Task to complete
Find "point: the bird's leg in this photo" and "A single pin marks each instance of the black and" in the records below. Copy the lines holding them and every line between, exactly, and no others.

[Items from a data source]
══════════════════════════════
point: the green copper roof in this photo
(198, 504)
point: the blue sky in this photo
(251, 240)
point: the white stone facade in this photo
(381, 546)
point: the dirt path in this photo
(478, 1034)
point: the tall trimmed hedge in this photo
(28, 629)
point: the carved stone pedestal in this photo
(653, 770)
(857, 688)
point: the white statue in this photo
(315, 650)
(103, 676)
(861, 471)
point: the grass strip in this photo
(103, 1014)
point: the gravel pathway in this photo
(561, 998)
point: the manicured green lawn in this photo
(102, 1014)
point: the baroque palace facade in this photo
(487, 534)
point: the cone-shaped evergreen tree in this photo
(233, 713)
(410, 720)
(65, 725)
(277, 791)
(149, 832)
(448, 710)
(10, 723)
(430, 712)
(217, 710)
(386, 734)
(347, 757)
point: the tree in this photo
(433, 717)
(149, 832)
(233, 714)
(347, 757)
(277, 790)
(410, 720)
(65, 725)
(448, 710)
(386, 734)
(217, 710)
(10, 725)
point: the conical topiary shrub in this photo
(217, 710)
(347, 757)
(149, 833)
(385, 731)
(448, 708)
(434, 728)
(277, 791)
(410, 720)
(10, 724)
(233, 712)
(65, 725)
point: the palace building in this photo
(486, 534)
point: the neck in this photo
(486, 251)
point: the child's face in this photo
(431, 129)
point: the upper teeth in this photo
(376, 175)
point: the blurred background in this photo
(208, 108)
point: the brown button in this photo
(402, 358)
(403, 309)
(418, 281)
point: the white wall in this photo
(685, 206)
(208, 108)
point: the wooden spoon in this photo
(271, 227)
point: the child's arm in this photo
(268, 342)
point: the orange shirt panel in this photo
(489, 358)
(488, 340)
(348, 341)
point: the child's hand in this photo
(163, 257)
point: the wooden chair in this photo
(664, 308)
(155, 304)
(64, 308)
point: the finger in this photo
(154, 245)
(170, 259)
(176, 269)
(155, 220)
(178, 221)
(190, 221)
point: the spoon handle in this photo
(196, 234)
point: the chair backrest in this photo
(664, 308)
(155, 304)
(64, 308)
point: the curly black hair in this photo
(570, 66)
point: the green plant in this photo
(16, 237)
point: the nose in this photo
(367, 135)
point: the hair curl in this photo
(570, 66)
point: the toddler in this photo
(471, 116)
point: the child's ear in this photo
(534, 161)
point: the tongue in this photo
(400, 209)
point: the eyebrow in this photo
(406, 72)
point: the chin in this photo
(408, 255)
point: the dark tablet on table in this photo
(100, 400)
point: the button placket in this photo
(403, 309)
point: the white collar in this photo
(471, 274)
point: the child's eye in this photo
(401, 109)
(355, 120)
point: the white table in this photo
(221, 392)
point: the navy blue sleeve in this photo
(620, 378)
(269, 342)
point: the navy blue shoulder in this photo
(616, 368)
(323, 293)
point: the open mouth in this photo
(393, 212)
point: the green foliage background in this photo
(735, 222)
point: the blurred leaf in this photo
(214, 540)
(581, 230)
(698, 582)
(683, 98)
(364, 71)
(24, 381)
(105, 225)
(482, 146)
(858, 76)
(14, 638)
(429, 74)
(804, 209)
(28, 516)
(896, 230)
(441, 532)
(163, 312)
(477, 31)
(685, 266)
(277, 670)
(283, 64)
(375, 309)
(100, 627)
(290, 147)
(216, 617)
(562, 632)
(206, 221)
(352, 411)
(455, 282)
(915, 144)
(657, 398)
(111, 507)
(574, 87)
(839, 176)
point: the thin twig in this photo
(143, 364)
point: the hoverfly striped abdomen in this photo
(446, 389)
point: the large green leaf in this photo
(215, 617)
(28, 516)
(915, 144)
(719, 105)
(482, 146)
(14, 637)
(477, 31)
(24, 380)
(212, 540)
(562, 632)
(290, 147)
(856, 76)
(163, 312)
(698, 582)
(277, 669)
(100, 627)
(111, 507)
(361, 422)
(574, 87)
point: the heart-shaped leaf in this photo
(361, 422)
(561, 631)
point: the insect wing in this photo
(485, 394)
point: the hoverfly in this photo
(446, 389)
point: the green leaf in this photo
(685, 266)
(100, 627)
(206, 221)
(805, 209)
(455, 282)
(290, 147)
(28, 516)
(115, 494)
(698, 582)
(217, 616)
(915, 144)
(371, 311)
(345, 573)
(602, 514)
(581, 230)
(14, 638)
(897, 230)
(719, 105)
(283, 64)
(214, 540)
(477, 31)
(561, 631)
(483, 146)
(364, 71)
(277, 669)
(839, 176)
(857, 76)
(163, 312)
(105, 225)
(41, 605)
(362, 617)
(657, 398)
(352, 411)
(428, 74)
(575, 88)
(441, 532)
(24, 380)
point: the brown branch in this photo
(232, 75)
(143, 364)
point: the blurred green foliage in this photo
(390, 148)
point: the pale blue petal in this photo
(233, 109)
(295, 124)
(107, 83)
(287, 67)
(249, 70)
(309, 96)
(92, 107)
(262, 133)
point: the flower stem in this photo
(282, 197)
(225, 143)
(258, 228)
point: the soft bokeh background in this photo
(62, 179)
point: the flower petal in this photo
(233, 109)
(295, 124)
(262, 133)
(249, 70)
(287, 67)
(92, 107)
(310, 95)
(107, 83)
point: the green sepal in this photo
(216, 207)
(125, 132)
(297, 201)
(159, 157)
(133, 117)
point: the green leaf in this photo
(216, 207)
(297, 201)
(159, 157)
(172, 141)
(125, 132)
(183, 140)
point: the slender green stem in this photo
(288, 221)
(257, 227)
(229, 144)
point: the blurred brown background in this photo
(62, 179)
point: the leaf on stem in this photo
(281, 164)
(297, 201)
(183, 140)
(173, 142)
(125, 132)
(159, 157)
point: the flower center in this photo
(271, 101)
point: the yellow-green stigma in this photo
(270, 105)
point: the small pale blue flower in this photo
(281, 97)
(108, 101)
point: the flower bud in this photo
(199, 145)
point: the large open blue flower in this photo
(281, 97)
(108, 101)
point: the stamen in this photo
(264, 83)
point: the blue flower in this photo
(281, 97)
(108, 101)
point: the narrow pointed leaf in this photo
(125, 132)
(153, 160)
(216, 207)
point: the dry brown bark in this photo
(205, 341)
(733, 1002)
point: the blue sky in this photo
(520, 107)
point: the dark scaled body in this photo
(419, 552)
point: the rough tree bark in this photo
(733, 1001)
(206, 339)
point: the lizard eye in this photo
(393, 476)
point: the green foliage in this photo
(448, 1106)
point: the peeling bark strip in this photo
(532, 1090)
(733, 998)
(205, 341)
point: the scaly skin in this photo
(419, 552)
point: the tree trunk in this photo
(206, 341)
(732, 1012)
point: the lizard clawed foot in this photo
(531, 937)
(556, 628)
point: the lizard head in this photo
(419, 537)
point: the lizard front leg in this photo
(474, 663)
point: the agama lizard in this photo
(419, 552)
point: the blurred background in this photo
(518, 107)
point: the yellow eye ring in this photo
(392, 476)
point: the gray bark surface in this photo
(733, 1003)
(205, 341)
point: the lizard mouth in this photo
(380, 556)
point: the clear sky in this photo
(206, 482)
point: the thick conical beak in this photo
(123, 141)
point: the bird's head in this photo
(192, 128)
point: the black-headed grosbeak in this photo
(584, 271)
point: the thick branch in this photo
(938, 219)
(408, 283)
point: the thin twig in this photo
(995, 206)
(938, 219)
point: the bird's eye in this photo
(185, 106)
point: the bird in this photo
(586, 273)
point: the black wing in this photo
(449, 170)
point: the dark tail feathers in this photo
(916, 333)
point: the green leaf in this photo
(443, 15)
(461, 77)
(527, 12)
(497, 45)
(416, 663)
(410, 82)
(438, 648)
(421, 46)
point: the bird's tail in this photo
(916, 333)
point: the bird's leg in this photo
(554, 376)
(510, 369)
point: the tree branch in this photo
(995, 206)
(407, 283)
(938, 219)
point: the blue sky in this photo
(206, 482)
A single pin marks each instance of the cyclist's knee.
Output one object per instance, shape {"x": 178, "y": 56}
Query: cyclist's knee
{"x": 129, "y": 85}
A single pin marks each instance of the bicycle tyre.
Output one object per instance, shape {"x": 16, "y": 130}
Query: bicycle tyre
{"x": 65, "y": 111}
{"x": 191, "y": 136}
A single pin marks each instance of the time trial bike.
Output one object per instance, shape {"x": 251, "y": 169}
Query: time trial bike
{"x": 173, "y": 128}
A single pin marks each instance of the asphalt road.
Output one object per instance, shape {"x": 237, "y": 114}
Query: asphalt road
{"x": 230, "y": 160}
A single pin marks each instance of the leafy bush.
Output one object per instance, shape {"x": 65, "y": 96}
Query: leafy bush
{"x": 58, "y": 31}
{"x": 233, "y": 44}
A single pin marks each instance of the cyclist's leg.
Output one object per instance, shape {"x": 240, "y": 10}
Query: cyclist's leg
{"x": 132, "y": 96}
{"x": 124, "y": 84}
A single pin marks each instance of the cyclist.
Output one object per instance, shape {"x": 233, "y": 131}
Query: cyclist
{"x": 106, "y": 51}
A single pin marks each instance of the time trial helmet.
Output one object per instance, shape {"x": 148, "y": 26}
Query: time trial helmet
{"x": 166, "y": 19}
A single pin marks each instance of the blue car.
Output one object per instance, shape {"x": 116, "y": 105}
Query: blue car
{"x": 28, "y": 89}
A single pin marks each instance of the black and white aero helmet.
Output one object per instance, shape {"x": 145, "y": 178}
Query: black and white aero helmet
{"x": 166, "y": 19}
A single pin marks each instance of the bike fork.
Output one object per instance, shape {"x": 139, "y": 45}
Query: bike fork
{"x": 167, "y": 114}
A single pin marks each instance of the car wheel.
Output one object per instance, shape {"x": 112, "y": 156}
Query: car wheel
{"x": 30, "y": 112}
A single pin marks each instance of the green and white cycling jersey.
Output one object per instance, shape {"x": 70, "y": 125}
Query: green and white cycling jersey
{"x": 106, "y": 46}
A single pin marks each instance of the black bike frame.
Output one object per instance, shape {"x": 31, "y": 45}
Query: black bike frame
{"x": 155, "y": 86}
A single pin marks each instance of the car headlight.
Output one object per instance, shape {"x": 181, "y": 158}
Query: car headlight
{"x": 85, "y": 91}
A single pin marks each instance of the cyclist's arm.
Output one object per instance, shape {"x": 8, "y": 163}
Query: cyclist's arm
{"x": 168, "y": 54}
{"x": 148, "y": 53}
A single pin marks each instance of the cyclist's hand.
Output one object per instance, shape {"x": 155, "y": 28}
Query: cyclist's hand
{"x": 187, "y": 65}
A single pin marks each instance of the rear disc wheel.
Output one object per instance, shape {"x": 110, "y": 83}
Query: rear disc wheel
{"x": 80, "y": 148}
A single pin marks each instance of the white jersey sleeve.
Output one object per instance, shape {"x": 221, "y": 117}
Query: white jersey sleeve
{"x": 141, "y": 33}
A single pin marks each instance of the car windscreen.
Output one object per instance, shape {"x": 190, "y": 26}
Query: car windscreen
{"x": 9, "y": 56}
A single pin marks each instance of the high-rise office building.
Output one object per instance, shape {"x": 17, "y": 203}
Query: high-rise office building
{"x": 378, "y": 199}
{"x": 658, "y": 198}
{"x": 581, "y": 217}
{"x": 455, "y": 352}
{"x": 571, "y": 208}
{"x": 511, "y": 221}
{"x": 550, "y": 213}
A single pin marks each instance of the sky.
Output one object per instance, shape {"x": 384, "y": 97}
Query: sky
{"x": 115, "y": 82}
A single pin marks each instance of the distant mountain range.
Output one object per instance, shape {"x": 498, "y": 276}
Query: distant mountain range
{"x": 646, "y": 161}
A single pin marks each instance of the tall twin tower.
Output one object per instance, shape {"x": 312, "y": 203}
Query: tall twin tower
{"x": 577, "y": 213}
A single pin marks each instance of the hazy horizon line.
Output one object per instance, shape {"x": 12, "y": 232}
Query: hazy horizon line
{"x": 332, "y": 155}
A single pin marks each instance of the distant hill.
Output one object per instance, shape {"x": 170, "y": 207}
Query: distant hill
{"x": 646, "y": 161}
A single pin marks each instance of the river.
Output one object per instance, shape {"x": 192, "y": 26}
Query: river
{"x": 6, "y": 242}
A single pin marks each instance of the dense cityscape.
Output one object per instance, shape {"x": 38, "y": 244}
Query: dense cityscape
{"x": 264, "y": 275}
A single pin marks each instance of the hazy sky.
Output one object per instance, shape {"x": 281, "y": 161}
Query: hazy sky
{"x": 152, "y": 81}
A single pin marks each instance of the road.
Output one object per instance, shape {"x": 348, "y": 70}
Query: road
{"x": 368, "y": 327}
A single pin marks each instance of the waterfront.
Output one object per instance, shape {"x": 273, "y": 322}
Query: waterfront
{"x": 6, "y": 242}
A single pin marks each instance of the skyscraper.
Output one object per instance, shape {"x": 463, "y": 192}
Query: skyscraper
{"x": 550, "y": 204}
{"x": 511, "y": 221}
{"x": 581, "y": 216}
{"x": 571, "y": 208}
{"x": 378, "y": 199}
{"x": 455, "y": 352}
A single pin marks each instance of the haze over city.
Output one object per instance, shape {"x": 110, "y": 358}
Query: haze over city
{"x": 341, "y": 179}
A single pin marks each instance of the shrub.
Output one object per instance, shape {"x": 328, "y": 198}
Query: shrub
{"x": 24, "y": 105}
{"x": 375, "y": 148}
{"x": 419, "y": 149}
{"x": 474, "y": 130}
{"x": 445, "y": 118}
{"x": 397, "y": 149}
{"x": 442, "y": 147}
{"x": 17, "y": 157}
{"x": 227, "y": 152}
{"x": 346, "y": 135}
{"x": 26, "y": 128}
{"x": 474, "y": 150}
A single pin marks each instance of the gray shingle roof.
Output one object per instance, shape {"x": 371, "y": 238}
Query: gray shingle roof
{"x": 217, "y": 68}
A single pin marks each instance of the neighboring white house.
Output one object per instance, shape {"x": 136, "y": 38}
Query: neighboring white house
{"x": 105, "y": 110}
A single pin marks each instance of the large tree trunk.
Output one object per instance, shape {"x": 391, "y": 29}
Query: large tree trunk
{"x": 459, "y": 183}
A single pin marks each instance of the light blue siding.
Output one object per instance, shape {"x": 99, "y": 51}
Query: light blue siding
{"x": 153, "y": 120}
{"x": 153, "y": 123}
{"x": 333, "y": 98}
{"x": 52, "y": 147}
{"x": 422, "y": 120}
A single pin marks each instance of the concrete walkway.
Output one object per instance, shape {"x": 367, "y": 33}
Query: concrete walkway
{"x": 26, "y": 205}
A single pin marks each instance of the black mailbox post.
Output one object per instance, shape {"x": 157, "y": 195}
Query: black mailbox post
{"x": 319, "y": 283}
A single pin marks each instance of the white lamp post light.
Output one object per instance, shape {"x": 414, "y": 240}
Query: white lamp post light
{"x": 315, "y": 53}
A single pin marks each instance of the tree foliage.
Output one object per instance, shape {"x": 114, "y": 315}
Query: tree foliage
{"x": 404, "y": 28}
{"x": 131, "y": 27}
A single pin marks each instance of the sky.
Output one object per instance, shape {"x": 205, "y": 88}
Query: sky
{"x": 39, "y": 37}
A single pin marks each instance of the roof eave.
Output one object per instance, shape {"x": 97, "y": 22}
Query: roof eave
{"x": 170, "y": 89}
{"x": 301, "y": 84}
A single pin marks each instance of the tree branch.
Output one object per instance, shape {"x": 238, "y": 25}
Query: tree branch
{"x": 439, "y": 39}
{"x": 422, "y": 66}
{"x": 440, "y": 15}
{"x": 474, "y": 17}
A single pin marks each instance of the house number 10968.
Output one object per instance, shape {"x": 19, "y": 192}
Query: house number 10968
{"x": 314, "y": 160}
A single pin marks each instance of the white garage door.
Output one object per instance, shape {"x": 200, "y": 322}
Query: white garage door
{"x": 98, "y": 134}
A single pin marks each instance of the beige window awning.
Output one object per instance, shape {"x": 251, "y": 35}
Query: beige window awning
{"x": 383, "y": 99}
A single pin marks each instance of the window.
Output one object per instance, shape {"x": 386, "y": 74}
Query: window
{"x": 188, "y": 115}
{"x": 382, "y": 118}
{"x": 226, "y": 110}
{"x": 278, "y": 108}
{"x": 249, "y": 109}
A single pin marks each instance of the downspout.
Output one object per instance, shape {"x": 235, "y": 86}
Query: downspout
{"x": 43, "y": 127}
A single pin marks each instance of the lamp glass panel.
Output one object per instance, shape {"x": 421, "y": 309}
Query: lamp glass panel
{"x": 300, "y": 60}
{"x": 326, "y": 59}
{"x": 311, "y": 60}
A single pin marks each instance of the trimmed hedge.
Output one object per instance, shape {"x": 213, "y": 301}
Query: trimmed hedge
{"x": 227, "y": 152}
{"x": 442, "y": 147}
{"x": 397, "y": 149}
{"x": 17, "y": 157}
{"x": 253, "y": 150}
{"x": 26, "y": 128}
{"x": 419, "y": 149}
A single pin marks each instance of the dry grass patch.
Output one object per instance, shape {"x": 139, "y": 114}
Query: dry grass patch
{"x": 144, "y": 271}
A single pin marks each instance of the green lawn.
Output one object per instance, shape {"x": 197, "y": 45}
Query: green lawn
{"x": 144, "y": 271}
══════════════════════════════
Problem solution
point: the bird's leg in this photo
(554, 376)
(510, 369)
point: the tree branch in this photo
(995, 206)
(407, 283)
(938, 219)
point: the blue sky in this photo
(206, 482)
A single pin marks each instance of the cyclist's knee.
Output one object per instance, shape {"x": 178, "y": 56}
Query: cyclist's knee
{"x": 129, "y": 85}
A single pin marks each instance of the bicycle tyre.
Output one object per instance, shape {"x": 16, "y": 130}
Query: bicycle tyre
{"x": 65, "y": 111}
{"x": 191, "y": 136}
A single pin marks each instance of the time trial bike.
Output one object per instance, shape {"x": 251, "y": 169}
Query: time trial bike
{"x": 173, "y": 128}
A single pin marks each instance of the asphalt road.
Output one object per instance, shape {"x": 237, "y": 114}
Query: asphalt road
{"x": 230, "y": 160}
A single pin marks each instance of the leafy bush.
Output one object per instance, shape {"x": 65, "y": 96}
Query: leafy bush
{"x": 58, "y": 31}
{"x": 233, "y": 44}
A single pin marks each instance of the cyclist's leg.
Output one object per instance, shape {"x": 240, "y": 10}
Query: cyclist's leg
{"x": 132, "y": 96}
{"x": 124, "y": 84}
A single pin marks each instance of the cyclist.
Output one object per instance, shape {"x": 233, "y": 131}
Query: cyclist
{"x": 106, "y": 51}
A single pin marks each instance of the time trial helmet.
Output one object per instance, shape {"x": 148, "y": 26}
Query: time trial helmet
{"x": 166, "y": 19}
A single pin marks each instance of the blue car.
Output one object per instance, shape {"x": 116, "y": 105}
Query: blue car
{"x": 28, "y": 89}
A single pin marks each instance of the black and white aero helmet.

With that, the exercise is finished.